[Excerpt]:
Content starts

It would usually start with a reasonable idea made into first iteration code. The solution looks fundamentally sound but then as you explore the problem space further it begins to seep nuance, either as manifestation of some real world complexity or your lack of foresight. When I run into this my first instinct is to instrument the code. If the problem is formidable you got to respect it: flailing around blindly modifying things or ugh, doing a rewrite at this stage is almost guaranteed to be a waste of time. It helps to find a promising spot, chisel it, gain a foothold in the problem, and repeat until you crack it. Comfortable debugging tools here can really help to erode the original Kernighan coefficient from 2 to maybe 1.6 or 1.4 where you can still have a chance.

Lisp users are fortunate with the options of interactive debugging, and one facility I reach often for is the plain BREAK. It’s easy enough to wrap it into a conditional for particular matches you want to debug. However sometimes you want it to trigger after a particular sequence of events across different positions in code has taken place. While still doable it quickly becomes cumbersome and this state machine starts to occupy too much mental space which is already scarce. So one day, partly as a displacement activity from being intimidated by a Really Hard Problem I wrote down my debugging patterns as a handful of macros.

Enter BRAKE. Its features reflect my personal preferences so are not necessarily your cup of tea but it could be a starting point to explore in this direction. Things it can do:

• act as a simple BREAK with no arguments (duh)
• wrap an s-expression, passing through its values upon continuing
• trigger sequentially based on the specified position for a common tag
• allow for marks that don’t trigger the break but mark the position as reached
• provide conditional versions for the expressions above
• print traces of tagged breakpoints/marks

If you compile functions with debug on you hopefully should be able to see the wrapped sexpr’s result values.

(use-package '(brake))

(defun fizzbuzz ()
  (loop for n from 100 downto 0
	for fizz = (zerop (mod n 3))
	for buzz = (zerop (mod n 5)) do
	(format t "~a "
		(if (not (or fizz buzz))
		    (format nil "~d" n)
		  (brake-when (= n 0)
			      (concatenate 'string
					   (if fizz "Fizz" "")
					   (if buzz "Buzz" "")))))))

Content ends

[Recorded information]:
Content starts

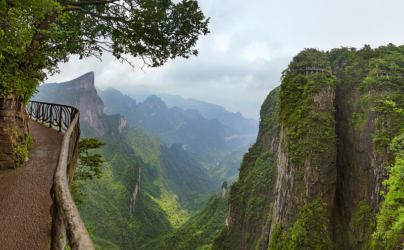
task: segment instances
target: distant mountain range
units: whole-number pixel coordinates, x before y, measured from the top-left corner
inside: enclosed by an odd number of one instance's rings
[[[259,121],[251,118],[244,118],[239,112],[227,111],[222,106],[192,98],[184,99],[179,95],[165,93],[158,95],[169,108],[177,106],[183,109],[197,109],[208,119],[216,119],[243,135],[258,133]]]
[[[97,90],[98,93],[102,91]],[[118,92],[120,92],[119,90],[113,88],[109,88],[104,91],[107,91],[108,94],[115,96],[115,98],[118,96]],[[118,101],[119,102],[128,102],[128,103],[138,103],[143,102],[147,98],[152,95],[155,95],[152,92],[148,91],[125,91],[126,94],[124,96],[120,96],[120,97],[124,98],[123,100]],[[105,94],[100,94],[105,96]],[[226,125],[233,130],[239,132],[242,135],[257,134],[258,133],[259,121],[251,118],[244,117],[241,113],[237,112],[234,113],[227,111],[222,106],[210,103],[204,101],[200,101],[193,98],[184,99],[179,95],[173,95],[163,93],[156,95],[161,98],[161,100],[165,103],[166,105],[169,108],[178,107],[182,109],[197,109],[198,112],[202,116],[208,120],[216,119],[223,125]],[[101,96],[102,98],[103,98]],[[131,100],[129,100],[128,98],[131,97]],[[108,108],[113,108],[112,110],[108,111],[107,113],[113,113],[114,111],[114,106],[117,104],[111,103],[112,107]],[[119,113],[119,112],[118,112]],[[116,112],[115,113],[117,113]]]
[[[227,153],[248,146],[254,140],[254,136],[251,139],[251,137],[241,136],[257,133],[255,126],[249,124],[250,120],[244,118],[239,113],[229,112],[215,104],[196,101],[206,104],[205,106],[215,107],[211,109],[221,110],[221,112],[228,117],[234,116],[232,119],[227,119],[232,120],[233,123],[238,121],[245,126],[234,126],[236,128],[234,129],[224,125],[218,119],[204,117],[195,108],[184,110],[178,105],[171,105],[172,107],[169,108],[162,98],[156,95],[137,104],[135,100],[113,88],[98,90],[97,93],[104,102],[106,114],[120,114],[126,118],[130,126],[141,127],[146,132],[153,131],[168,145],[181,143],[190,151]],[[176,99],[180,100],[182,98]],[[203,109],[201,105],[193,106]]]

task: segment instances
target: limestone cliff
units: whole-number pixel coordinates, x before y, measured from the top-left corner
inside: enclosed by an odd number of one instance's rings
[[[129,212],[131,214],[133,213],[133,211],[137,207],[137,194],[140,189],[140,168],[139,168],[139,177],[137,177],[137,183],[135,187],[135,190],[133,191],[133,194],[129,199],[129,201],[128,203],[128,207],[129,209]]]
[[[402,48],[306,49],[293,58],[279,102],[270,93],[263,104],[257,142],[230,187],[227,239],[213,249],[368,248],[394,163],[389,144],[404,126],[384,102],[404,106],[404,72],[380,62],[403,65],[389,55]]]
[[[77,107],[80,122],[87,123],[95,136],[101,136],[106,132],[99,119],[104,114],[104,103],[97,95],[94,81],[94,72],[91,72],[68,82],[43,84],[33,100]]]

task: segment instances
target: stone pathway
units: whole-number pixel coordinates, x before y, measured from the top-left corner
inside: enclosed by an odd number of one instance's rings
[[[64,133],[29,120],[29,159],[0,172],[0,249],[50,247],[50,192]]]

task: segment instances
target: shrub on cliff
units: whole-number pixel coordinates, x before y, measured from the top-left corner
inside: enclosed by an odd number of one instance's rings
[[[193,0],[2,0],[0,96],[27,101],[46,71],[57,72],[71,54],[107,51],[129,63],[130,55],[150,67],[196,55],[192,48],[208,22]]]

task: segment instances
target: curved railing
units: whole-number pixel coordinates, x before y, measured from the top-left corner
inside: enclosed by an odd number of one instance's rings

Content ends

[Assigned task 1]:
Answer these about the BRAKE excerpt:
(a) Which Lisp facility does the author say they reach for often?
(b) To what values can comfortable debugging tools erode the original Kernighan coefficient of 2?
(c) In the fizzbuzz function, what condition is passed to brake-when?
[Assigned task 2]: Carry on the piece about the BRAKE debugging macros, picking up after the last line of the fizzbuzz code.

[Result 1]:
(a) The plain BREAK.
(b) To maybe 1.6 or 1.4.
(c) (= n 0)

[Result 2]:
These macros try to detect common cases for tagged sequences being either aborted via break or completed to the last step, resetting them after to the initial state. However it is possible for a sequence to end up “abandoned”, which can be cleaned up by a manual command.

Say in the example below we want to break when the two first branches were triggered in a specific order. The sequence of 1, 3, 4 will reinitialize once the state 4 is reached, allowing to trigger continuously. At the same time if we blow our stack it should reset to initial when aborting.

(defun ack (m n)
  (cond ((zerop m) (mark :ack 3 (1+ n)))
        ((zerop n) (mark :ack 1 (ack (1- m) 1)))
        (t (brake :ack 4 (ack (1- m) (ack m (1- n)))))))

In addition there are a few utility functions to report on the state of brakepoints, enable or disable brakes based on tags and turn tracing on or off. Tracing isn’t meant to replace the semantics of TRACE but to provide a souped up version of debug by print statements everyone loves.

CL-USER> (report-brakes)
Tag :M is DISABLED, traced, with 3 defined steps, current state is initial
Tag :F is DISABLED with 2 defined steps, current state is 0
Tag :ACK is ENABLED with 3 defined steps, current state is initial

Disabling breakpoints without recompilation is really handy and something I find using all the time. The ability to wrap a sexpr was often sorely missed when using BREAK in constructs without implicit body.

Sequencing across threads is sketchy as the code isn’t guarded but in many cases it can work, and the appeal of it in debugging races is clear. One of those days I hope to make it more robust while avoiding potential deadlocks but it isn’t there yet. Where it already shines tho is in debugging complex iterations, mutually recursive functions and state machines.